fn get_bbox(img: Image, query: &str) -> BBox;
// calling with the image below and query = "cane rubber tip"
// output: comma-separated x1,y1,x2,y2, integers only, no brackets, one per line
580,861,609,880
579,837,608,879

What you have to do
Reprint the listing above. Keep every line exactly as it is.

Exercise output
fn get_bbox(img: Image, query: &str) -> BBox;
// calling with the image below and query = "cane rubber tip"
// output: comma-separated x1,y1,x2,y2, integers only, no brackets, one per line
580,861,609,880
579,837,608,879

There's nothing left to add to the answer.